Exercise prompt: Start at the line containing "Give the mask of every instance of the bollard" and end after the line containing "129], [277, 117]]". Reproduce those lines with "bollard" changed to "mooring post" and everything else unchanged.

Provided information:
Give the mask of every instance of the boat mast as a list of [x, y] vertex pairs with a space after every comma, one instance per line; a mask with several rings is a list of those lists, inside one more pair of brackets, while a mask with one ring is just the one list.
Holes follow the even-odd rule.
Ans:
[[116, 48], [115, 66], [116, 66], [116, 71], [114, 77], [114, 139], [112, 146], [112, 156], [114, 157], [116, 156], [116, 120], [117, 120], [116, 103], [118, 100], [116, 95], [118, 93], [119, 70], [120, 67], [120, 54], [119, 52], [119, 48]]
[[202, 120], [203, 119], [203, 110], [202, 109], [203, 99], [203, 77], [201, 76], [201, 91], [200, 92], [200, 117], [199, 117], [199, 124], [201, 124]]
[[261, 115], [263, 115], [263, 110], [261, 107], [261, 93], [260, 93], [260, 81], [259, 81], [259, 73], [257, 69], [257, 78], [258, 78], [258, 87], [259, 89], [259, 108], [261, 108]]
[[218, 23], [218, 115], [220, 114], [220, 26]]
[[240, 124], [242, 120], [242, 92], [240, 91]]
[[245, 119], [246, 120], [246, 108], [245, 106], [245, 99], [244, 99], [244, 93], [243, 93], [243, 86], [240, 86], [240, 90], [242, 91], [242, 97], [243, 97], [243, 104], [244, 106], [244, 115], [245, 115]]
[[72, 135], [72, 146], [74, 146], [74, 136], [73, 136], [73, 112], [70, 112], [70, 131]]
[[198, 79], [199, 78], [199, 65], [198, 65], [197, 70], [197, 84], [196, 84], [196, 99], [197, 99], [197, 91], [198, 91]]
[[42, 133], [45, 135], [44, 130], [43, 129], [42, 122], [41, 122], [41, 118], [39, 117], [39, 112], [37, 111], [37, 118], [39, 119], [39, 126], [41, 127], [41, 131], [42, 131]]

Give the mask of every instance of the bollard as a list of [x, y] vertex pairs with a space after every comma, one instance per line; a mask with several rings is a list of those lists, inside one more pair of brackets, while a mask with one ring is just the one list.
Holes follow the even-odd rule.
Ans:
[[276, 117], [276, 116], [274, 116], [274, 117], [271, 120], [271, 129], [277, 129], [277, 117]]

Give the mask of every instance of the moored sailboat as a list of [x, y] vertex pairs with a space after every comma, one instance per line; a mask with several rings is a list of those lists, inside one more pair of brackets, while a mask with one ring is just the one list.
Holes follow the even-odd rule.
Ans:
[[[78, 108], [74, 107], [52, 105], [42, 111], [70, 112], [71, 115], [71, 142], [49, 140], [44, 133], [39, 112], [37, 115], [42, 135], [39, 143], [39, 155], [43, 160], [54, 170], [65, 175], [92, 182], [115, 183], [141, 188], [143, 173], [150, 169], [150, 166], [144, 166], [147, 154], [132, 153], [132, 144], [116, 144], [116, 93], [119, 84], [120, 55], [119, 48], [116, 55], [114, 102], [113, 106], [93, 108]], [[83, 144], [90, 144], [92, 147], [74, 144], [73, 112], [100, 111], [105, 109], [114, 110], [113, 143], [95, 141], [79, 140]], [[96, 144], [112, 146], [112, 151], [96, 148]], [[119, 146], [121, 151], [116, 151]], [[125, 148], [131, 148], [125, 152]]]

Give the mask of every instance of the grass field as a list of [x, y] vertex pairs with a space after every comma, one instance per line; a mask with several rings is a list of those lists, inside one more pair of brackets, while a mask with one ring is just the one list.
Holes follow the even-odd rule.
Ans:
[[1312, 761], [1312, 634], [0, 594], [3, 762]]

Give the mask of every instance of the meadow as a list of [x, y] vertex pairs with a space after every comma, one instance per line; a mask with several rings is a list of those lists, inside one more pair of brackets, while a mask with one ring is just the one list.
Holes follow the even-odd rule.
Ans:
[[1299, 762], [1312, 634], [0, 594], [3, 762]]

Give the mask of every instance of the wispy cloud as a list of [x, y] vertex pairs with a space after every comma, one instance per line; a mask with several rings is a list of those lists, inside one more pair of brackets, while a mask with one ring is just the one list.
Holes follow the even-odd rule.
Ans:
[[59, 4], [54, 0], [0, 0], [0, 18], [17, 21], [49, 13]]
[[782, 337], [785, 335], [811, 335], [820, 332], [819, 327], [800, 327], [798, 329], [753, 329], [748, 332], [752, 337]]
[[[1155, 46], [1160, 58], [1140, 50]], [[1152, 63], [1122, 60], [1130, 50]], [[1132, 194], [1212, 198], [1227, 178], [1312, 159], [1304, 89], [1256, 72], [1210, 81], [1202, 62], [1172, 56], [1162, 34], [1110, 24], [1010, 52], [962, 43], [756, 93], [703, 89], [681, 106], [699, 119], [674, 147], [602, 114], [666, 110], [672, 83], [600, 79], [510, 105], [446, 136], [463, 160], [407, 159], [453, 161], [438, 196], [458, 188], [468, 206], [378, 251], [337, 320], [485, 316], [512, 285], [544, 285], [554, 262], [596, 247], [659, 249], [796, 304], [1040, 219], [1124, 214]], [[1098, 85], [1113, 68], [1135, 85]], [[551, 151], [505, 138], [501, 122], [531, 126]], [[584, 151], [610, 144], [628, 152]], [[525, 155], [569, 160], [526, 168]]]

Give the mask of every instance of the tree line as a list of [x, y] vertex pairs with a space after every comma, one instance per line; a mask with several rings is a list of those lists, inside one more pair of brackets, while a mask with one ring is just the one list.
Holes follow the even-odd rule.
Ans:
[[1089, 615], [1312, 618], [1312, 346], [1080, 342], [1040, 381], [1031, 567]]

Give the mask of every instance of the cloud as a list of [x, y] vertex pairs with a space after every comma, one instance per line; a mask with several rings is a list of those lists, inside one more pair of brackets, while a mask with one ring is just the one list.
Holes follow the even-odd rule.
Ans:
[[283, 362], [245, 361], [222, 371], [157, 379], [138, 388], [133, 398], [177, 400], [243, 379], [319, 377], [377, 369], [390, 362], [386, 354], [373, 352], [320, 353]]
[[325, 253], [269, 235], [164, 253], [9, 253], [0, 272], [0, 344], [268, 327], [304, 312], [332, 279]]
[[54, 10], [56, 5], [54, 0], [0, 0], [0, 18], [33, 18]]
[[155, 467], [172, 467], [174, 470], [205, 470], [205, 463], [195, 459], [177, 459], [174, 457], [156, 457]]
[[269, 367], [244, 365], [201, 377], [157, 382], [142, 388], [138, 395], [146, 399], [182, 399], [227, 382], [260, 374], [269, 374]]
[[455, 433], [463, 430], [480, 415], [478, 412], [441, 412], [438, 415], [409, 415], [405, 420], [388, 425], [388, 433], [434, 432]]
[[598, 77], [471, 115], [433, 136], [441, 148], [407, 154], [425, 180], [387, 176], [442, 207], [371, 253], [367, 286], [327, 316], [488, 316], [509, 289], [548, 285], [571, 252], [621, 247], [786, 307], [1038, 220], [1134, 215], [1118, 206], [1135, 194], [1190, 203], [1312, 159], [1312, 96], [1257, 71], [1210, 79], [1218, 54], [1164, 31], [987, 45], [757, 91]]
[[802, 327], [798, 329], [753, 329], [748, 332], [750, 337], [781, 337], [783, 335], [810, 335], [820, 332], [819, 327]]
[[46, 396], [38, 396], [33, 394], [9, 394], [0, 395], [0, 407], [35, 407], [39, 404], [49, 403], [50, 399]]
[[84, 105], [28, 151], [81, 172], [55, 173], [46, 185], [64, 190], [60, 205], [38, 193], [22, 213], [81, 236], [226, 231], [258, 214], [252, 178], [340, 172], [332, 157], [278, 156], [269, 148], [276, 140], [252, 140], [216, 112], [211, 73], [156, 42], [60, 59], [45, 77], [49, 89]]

Expected answer:
Give the mask of every instance of the mooring post as a list of [x, y] vertex pairs with a space after every comma, one instance per line; a mask with several rings is a list of those lists, inside one more pair of brackets, while a mask with one ring is just the one list.
Holes follow the even-odd rule.
Ans:
[[276, 117], [276, 116], [274, 116], [274, 117], [271, 120], [271, 129], [277, 129], [277, 117]]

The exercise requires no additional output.